<<<<

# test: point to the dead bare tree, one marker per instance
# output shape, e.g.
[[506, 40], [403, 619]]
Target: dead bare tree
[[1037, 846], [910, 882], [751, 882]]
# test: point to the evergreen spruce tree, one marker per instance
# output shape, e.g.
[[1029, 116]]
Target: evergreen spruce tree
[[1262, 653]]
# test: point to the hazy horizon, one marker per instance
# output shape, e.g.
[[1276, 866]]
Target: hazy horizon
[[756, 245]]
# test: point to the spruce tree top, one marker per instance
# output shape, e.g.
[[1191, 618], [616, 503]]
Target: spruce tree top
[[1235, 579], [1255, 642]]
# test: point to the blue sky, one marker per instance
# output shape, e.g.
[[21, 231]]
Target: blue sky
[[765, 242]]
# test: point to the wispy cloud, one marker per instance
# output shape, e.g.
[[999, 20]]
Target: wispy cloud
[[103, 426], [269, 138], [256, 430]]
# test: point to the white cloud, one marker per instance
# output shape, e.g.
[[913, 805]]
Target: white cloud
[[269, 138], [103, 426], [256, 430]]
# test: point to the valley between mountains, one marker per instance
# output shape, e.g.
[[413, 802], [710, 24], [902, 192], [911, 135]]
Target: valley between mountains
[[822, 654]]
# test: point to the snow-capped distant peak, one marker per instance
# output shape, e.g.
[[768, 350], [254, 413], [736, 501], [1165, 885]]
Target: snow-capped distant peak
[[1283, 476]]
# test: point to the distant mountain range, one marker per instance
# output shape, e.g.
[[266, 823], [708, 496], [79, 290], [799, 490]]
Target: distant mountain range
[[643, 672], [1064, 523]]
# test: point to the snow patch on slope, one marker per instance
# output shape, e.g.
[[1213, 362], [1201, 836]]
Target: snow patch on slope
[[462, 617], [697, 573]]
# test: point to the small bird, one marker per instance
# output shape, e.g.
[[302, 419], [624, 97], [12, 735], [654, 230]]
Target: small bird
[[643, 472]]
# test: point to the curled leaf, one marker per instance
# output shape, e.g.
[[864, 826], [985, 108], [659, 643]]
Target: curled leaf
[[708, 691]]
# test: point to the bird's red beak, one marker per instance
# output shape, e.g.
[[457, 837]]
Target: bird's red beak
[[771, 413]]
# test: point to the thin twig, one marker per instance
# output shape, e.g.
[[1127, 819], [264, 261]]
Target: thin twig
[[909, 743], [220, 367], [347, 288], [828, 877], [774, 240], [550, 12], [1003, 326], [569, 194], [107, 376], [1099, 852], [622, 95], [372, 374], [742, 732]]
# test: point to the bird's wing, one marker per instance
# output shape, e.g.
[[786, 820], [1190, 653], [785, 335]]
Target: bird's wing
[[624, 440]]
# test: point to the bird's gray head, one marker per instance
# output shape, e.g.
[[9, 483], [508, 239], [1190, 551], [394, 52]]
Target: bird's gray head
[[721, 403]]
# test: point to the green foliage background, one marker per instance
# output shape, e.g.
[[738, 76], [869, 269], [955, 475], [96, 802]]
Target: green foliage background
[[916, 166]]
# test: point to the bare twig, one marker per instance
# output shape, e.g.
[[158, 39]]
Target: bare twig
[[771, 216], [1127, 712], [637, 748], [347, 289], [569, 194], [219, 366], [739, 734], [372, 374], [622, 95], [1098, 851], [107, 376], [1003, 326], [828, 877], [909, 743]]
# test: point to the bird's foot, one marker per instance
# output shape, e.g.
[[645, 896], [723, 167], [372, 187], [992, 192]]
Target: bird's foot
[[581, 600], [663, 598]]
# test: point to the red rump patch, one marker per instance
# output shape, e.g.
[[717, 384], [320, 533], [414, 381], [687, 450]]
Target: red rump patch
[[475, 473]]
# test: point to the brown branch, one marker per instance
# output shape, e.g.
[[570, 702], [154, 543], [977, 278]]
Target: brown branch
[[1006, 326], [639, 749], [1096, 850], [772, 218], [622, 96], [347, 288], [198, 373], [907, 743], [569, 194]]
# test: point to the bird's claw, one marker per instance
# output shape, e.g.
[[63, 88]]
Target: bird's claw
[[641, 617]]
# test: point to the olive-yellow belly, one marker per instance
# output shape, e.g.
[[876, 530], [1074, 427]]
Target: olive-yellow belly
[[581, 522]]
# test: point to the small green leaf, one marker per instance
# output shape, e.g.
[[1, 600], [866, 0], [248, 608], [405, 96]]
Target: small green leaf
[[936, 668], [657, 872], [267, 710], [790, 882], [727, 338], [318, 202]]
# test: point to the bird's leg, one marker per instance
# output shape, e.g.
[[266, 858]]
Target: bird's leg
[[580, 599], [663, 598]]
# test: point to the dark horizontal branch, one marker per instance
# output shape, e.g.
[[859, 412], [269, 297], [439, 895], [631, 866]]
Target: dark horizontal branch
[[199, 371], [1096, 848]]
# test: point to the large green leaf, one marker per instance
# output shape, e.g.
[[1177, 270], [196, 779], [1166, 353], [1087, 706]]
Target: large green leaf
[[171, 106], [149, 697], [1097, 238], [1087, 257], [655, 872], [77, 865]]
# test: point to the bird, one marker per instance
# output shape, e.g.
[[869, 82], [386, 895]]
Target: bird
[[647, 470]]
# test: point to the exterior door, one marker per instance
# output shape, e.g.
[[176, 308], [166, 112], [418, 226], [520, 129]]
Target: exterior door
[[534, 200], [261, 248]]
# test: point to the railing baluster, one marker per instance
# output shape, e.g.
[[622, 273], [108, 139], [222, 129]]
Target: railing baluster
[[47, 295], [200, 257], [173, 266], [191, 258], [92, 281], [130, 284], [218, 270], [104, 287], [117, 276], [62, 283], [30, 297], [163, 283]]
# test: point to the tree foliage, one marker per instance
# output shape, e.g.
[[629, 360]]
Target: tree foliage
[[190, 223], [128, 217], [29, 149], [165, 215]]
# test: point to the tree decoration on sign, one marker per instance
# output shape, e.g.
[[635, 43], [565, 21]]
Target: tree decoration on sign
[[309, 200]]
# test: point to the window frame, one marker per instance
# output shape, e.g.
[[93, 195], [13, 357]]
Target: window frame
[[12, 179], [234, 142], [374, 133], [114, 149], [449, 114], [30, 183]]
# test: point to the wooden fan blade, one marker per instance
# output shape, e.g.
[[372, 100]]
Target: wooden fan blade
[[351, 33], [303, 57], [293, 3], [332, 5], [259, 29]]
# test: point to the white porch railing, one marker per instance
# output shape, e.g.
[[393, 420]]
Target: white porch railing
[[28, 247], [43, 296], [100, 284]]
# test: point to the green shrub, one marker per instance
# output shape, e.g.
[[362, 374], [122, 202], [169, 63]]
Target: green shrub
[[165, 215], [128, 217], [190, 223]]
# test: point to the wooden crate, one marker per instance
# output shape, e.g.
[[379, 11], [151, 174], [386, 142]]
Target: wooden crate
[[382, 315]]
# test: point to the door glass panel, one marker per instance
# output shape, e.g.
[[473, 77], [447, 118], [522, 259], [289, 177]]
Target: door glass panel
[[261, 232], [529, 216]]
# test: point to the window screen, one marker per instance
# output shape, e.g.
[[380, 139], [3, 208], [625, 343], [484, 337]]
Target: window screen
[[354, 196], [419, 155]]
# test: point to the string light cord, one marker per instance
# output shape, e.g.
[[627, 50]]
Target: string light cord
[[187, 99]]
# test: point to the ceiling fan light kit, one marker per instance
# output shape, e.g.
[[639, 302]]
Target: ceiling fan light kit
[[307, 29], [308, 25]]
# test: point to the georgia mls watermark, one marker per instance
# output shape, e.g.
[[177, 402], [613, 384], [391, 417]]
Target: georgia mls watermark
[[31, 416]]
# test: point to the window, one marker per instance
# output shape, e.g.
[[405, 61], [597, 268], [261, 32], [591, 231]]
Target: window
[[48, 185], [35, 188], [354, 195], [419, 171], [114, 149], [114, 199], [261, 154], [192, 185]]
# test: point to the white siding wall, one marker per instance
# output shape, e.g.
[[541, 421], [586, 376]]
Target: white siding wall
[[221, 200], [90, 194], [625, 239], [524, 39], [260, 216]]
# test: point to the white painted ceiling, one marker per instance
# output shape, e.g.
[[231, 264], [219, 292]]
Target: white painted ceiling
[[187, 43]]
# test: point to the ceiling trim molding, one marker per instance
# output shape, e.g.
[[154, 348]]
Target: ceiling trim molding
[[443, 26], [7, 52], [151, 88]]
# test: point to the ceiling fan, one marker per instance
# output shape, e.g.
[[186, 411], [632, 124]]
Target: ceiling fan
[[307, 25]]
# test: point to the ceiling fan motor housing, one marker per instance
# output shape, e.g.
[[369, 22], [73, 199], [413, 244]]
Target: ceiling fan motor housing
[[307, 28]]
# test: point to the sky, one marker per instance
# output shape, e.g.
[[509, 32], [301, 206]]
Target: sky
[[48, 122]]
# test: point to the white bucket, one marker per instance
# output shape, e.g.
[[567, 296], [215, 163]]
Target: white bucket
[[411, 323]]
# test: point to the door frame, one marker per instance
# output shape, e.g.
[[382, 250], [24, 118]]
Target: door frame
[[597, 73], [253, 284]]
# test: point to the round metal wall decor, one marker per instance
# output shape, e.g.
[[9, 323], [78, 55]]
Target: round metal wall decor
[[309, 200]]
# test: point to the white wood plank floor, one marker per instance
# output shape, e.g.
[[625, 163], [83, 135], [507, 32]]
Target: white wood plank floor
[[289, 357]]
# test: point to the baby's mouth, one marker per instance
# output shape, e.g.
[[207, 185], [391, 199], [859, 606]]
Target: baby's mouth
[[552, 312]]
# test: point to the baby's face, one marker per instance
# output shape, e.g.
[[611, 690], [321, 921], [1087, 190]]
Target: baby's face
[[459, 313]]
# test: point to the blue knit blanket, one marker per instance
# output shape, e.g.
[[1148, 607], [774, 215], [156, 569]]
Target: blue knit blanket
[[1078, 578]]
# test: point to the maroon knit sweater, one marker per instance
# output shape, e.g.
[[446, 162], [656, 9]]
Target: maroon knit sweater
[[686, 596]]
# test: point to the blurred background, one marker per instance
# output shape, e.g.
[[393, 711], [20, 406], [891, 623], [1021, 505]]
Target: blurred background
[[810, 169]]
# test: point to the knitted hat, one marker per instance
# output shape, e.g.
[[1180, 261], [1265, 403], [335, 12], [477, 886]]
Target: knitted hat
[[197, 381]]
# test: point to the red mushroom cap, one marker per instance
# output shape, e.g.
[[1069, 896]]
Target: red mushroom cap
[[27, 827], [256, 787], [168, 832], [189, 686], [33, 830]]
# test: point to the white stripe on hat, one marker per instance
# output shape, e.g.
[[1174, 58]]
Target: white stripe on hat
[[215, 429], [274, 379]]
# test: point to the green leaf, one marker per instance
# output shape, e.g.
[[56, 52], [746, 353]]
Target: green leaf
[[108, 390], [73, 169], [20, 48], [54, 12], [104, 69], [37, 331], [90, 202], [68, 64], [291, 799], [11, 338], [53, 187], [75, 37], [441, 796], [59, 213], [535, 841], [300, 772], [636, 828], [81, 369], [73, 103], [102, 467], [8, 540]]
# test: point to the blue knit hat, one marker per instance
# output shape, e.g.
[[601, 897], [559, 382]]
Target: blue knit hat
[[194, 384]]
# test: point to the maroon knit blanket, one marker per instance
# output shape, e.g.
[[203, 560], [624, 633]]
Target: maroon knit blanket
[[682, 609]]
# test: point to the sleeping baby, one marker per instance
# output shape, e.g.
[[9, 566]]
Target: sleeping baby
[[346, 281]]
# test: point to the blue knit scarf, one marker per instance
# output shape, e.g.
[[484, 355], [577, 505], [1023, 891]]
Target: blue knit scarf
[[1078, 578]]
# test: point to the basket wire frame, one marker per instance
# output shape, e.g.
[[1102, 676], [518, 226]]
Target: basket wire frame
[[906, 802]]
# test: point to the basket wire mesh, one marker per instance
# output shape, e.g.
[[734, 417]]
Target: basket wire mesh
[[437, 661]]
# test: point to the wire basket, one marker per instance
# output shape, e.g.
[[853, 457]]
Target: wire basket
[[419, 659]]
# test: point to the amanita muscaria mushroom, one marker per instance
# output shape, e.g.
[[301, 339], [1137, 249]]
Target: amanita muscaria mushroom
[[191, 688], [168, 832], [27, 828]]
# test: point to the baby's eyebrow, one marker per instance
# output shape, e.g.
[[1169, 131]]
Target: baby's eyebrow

>>>>

■ **GOAL OF THE EXERCISE**: Make an exact copy of every line from the one with "# test: point to the basket wire frame, one" to the end of the data, with the first and last of those lines included.

■ **EXERCISE RESPONSE**:
# test: point to the basket wire frame, one marker per instance
# output shape, e.g.
[[1102, 676], [518, 226]]
Target: basket wire frame
[[906, 802]]
# test: point to the basket wire mesh, one marker per instance
# output shape, e.g.
[[734, 417]]
Target: basket wire mesh
[[437, 661]]
# test: point to the wire basket, one marker per instance
# output shape, e.g.
[[853, 457]]
Target: wire basket
[[419, 659]]
# test: point to the amanita muscaria mushroom, one marker per instance
# output shape, e.g.
[[301, 339], [1137, 249]]
Target: amanita muscaria mushroom
[[191, 688], [168, 832], [27, 828]]
# test: point to the baby's eyebrow, one marker per instance
# output shape, e.g.
[[1169, 131]]
Target: baby's eyebrow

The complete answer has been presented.